Saved entries:
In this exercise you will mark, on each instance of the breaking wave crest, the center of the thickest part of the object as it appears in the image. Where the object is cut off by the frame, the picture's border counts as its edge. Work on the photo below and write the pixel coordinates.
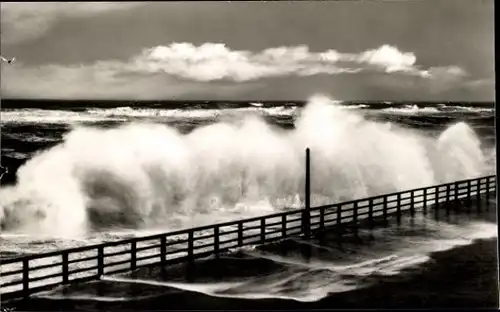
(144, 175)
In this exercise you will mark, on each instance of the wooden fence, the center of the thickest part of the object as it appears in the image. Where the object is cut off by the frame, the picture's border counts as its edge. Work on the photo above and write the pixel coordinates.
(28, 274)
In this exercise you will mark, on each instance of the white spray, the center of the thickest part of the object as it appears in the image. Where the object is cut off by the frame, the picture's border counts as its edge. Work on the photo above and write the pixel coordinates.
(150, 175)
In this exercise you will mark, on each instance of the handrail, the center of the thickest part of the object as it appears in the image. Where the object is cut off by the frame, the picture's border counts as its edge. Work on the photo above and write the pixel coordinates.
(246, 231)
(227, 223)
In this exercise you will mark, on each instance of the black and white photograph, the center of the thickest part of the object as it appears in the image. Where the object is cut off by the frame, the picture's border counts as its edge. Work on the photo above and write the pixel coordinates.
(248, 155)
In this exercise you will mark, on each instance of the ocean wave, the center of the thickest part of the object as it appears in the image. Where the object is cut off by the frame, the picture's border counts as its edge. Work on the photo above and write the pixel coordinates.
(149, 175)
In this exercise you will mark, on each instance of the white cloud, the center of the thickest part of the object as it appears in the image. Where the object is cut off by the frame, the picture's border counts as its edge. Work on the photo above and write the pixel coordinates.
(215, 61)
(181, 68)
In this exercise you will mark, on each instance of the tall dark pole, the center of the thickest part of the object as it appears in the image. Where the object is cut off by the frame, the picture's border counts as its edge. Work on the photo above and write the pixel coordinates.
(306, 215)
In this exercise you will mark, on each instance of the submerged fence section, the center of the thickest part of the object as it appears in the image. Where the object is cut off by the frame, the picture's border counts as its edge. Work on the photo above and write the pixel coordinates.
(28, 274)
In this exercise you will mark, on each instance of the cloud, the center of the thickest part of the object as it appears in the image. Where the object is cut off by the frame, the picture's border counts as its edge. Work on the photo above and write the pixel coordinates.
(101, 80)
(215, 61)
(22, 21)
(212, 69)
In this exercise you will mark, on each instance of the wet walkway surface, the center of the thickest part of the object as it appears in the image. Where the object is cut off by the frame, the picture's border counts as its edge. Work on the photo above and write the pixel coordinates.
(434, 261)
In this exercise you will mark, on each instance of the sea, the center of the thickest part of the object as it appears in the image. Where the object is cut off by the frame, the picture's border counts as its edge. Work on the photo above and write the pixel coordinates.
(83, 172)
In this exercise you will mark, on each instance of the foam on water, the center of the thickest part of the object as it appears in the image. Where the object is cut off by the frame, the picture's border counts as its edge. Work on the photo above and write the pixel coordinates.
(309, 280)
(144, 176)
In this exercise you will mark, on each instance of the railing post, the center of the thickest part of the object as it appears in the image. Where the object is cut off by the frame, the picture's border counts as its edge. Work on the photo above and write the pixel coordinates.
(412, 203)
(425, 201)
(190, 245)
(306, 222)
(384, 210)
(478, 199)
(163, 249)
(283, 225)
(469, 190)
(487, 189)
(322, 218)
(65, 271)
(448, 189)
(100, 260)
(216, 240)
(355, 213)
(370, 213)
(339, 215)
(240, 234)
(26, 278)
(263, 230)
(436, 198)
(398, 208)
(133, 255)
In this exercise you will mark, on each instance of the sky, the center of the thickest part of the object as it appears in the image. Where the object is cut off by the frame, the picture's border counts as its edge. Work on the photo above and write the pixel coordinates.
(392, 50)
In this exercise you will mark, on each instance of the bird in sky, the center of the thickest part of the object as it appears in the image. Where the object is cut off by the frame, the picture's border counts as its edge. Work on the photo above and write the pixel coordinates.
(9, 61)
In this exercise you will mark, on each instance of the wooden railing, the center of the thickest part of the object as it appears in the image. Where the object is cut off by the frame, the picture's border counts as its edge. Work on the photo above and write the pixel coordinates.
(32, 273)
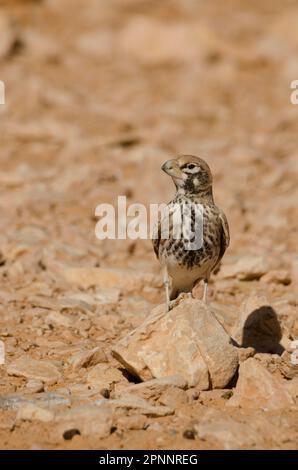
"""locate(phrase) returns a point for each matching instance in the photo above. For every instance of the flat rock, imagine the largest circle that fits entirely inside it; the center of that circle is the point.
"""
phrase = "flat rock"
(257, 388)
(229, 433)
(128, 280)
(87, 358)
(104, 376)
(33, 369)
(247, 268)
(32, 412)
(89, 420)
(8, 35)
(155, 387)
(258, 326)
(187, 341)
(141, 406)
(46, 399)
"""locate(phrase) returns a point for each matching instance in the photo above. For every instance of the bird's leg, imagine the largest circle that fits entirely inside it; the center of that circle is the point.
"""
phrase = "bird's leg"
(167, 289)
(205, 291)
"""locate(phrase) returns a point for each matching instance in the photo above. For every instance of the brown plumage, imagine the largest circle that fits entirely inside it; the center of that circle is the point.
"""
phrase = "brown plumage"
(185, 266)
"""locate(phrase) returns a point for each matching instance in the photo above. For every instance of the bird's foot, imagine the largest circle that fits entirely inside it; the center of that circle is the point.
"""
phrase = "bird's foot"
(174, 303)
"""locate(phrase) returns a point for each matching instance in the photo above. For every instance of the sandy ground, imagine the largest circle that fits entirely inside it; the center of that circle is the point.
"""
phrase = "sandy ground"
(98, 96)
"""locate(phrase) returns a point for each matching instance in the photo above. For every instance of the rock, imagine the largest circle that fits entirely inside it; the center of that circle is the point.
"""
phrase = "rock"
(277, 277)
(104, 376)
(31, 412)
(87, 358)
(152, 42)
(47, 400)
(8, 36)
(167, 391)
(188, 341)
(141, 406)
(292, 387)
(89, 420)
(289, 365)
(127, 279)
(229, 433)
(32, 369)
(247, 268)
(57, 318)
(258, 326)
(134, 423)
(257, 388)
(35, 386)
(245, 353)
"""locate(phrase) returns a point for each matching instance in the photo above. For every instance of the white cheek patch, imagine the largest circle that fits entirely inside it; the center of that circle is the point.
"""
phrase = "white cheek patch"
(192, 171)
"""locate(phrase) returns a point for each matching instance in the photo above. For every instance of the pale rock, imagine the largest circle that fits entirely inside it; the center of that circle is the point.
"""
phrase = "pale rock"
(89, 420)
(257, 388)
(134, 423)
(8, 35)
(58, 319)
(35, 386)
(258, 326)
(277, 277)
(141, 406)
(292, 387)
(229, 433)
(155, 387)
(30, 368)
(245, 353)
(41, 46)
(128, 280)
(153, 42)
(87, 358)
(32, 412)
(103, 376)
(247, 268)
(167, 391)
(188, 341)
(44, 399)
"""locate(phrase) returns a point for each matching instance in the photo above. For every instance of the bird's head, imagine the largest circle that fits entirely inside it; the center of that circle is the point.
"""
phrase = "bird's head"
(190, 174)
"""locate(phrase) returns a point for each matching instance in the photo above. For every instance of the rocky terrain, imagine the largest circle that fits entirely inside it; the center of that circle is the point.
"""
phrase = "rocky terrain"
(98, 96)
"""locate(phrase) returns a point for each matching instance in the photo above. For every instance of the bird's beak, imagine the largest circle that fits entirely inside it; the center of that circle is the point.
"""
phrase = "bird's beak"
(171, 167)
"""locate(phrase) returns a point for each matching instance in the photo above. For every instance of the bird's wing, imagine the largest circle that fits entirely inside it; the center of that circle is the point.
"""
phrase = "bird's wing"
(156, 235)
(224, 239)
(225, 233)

- **EXERCISE OBJECTIVE**
Pictures aside, reproduce all of the data exactly.

- **FINAL ANSWER**
In this exercise you will mark, on each instance of the breaking wave crest, the center of the thickest part of the object as it appears in the image. Where the object is cut off by the frame, the picture's border counts as its edge. Work on the photo below and write the pixel coordinates.
(144, 175)
In this exercise you will mark, on each instance of the wooden fence, the center of the thickest part of the object as it appears in the image. Where the object is cut off by the frame, the picture's border counts as its edge. Work on the photo above and write the pixel coordinates.
(28, 274)
In this exercise you will mark, on each instance of the white spray, the center of the thickest part of the object as it appears in the image. Where the object is cut off by the frame, the picture's border counts as its edge. Work on the photo above and write the pixel coordinates.
(150, 175)
In this exercise you will mark, on each instance of the handrail, the center of the thickest part of the object as it appears in the image. Where the object is cut off by the frame, the picture's border counts as its edge. Work on the photo above and write the pixel coordinates.
(246, 231)
(227, 223)
In this exercise you will mark, on each instance of the black and white photograph, the center of the thickest part of the object as it appears in the image. Where the object is cut off by the frame, the picture's border counts as its edge. Work on the photo above and write the pixel coordinates.
(248, 155)
In this exercise you will mark, on each instance of the ocean wave, the center of the thickest part of the object as it appears in the image. Where the object is cut off by the frame, the picture's border counts as its edge. Work on the photo above and write the pixel coordinates.
(149, 175)
In this exercise you will mark, on each instance of the white cloud, the center of the thickest part of the object as it appears in the image. Where the object is cut off by the frame, the picture's border counts as its edge. Work on the photo above and write the pixel coordinates.
(215, 61)
(181, 68)
In this exercise you will mark, on each instance of the tall dark pole, the center of the thickest part of the object as it appears in the image. Where the object is cut off by the frame, the picture's border counts as its edge. Work on the photo above and write the pixel coordinates.
(306, 215)
In this exercise you will mark, on each instance of the submerged fence section, the center of the thickest part of the object as it appears in the image. Where the object is cut off by the frame, the picture's border counts as its edge. Work on the photo above and write the pixel coordinates.
(28, 274)
In this exercise you will mark, on each instance of the cloud, the center of the thickest part of the object as it appears in the image. Where the object is cut off by the frame, the picture's border counts as its edge. Work on the photo above and write the pixel coordinates.
(101, 80)
(215, 61)
(22, 21)
(212, 69)
In this exercise you will mark, on each instance of the wet walkway surface, the center of the thickest part of the object as it appears in the image. Where the object is cut off by the frame, the picture's border counts as its edge. Work on the photo above and write the pixel coordinates.
(434, 261)
In this exercise you will mark, on each instance of the sea, the center of the thickest part of the object as it appears in the image. Where the object is cut off by the frame, the picture's border counts as its edge. Work on the photo above and write the pixel coordinates.
(83, 172)
In this exercise you will mark, on each instance of the foam on water, the center of the thickest part of the object as it appears in the image. Where the object is cut off by the frame, the picture's border counts as its edge. Work on the photo above and write the pixel coordinates.
(309, 280)
(144, 176)
In this exercise you will mark, on each instance of the railing post, the center of the thickest part of the object as it appears in the image. Where the object is cut off by the frame, the picture's border counts as its edge. Work on the photo above and write the pixel coordinates.
(412, 203)
(425, 201)
(190, 245)
(306, 222)
(384, 210)
(478, 199)
(163, 249)
(283, 225)
(469, 190)
(487, 189)
(322, 218)
(65, 271)
(448, 189)
(100, 260)
(216, 240)
(355, 213)
(370, 213)
(339, 215)
(240, 234)
(26, 278)
(263, 230)
(436, 198)
(398, 208)
(133, 255)
In this exercise you will mark, on each instance of the sky, the center of the thickest part of the object as it appears in the image. Where the object is cut off by the frame, the picture's border counts as its edge. Work on the photo above and write the pixel coordinates.
(392, 50)
In this exercise you will mark, on each instance of the bird in sky, the center of the thickest part of the object as it appears in the image. Where the object is cut off by the frame, the picture's border counts as its edge. Work on the photo above and write the pixel coordinates.
(9, 61)
In this exercise you will mark, on each instance of the wooden railing, the center of the thickest part of the object as it appears in the image. Where the object is cut off by the frame, the picture's border counts as its edge. Work on the photo above and write the pixel coordinates.
(32, 273)
"""locate(phrase) returns a point for each matching instance in the photo above. For every instance of the flat rock, imagine the largest circle that fits entirely inside it; the center of that circle is the point.
"""
phrase = "flat rock"
(257, 388)
(229, 433)
(128, 280)
(87, 358)
(104, 376)
(33, 369)
(247, 268)
(32, 412)
(89, 420)
(8, 35)
(155, 387)
(258, 326)
(187, 341)
(141, 406)
(46, 399)
"""locate(phrase) returns a point for each matching instance in the photo above. For every instance of the bird's leg, imagine the largest circle that fits entirely inside it; the center of that circle is the point.
"""
phrase = "bird's leg"
(167, 289)
(205, 291)
"""locate(phrase) returns a point for each matching instance in the photo above. For every instance of the brown plumage, imagine the largest circle that fits entirely inside it; the center of that circle is the point.
"""
phrase = "brown plumage"
(185, 266)
"""locate(phrase) returns a point for each matching instance in the photo above. For every instance of the bird's foot, imagine the largest circle that fits entirely inside it; the center of that circle is the point.
"""
phrase = "bird's foot"
(174, 303)
"""locate(phrase) returns a point for each matching instance in the photo above. For every instance of the sandy ground, imagine the largest circle that fits entirely inside it; the center of that circle is the point.
"""
phrase = "sandy ground"
(98, 96)
"""locate(phrase) returns a point for each matching instance in the photo above. For every instance of the rock, imagine the largest circle that fits entirely inside it; the center of that circle is the point.
"""
phrase = "rock"
(277, 277)
(104, 376)
(31, 412)
(87, 358)
(152, 42)
(47, 400)
(8, 36)
(167, 391)
(188, 341)
(141, 406)
(292, 387)
(89, 420)
(289, 365)
(127, 279)
(229, 433)
(32, 369)
(247, 268)
(57, 318)
(258, 326)
(134, 423)
(257, 388)
(35, 386)
(245, 353)
"""locate(phrase) returns a point for each matching instance in the photo above. For every instance of the white cheek patch, imagine the largest circle that fits entirely inside it; the center of that circle is the point.
"""
phrase = "white cheek patch"
(192, 171)
"""locate(phrase) returns a point for each matching instance in the photo above. For every instance of the pale rock, imagine the largest circle that fits entirely inside it; the center of that circle is the point.
"""
phrase = "pale rock"
(89, 420)
(257, 388)
(134, 423)
(8, 35)
(58, 319)
(35, 386)
(258, 326)
(277, 277)
(141, 406)
(292, 387)
(229, 433)
(155, 387)
(30, 368)
(245, 353)
(41, 46)
(128, 280)
(153, 42)
(87, 358)
(32, 412)
(103, 376)
(247, 268)
(167, 391)
(188, 341)
(44, 399)
"""locate(phrase) returns a point for each matching instance in the photo above. For every instance of the bird's head, imagine the largest circle that fits entirely inside it; the center of that circle is the point.
"""
phrase = "bird's head"
(190, 174)
"""locate(phrase) returns a point for each matching instance in the photo above. For every instance of the rocky terrain, imagine the largest circle that fits entirely inside it; the center of that circle is the point.
"""
phrase = "rocky terrain"
(98, 96)
"""locate(phrase) returns a point for each matching instance in the photo above. For every instance of the bird's beak, imagine the largest circle that fits entirely inside it; the center of that circle is the point.
"""
phrase = "bird's beak"
(171, 167)
"""locate(phrase) returns a point for each matching instance in the photo above. For every instance of the bird's wing, imagine the largest circle that fits entirely inside it; the center of that circle is the point.
"""
phrase = "bird's wing"
(156, 235)
(224, 239)
(225, 233)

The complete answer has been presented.